### GESTELLTE AUFGABE
Schreibe die Fortsetzung des Textes über das Sonderlager Minlag, die an seinen letzten Satz anschließt.

═════ VORLIEGENDER TEXT ═════

Minlag (Inta)
Das Minlag war eines der Sonderlager des Innenministeriums der UdSSR (MWD), in denen hauptsächlich politische Gefangene inhaftiert wurden. Es bestand von Februar 1948 bis März 1957 im Nordosten des europäischen Teils der UdSSR und hatte seinen Verwaltungssitz in Inta. Das Lager spielte eine zentrale Rolle für die wirtschaftliche Nutzung der Region. Die Häftlinge wurden hauptsächlich im Bergbau und im Bauwesen eingesetzt.

═════ DATENAUSZUG ═════

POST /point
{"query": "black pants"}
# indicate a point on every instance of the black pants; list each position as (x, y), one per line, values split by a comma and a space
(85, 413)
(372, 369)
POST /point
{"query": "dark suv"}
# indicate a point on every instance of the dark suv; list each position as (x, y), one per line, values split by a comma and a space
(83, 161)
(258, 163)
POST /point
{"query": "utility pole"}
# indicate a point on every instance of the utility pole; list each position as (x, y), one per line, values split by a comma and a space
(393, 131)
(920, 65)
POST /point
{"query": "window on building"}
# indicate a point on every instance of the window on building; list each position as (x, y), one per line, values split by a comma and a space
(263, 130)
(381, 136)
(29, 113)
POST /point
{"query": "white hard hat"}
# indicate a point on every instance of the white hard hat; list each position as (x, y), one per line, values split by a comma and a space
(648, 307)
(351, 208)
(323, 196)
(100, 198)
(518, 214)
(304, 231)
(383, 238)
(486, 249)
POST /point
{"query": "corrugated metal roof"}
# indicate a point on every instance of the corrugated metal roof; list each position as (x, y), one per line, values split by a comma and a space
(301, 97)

═════

### SCHRIFTLICHE ANTWORT
Entwicklung des Lagerkomplexes
Die Sonderlager der UdSSR waren ein 1948 geschaffenes System von Gulag-Lagern zur Unterbringung politischer Häftlinge. Mit Erlass Nr. 00219 des MWD vom 28. Februar 1948 wurde die Errichtung von fünf Sonderlagern mit einer Kapazität von bis zu 100 000 Personen angeordnet. In den folgenden Jahren wurde die Zahl der Lager auf zwölf erhöht. Das Sonderlager Nr. 1 wurde im nordöstlichen Teil der Komi-Republik der UdSSR in der Waldtundra westlich des Uralgebirges eingerichtet. Die Lagerverwaltung befand sich in der Ortschaft Inta, die 1940 als Basis für eine Expedition zur Planung von Bergwerken gegründet worden war. Im Zuge der Entwicklung des Lagersystems entstanden mehrere Siedlungen rund um die Schächte nahe Inta, und die Ortschaft erhielt 1954 den Status einer Stadt. Das Gebiet, in dem sich das Lager befand, gehört zu den Regionen des hohen Nordens mit kontinentalem Klima. Dieses ist gekennzeichnet durch lange, strenge Winter mit stabiler Schneedecke und kühle, feuchte Sommer.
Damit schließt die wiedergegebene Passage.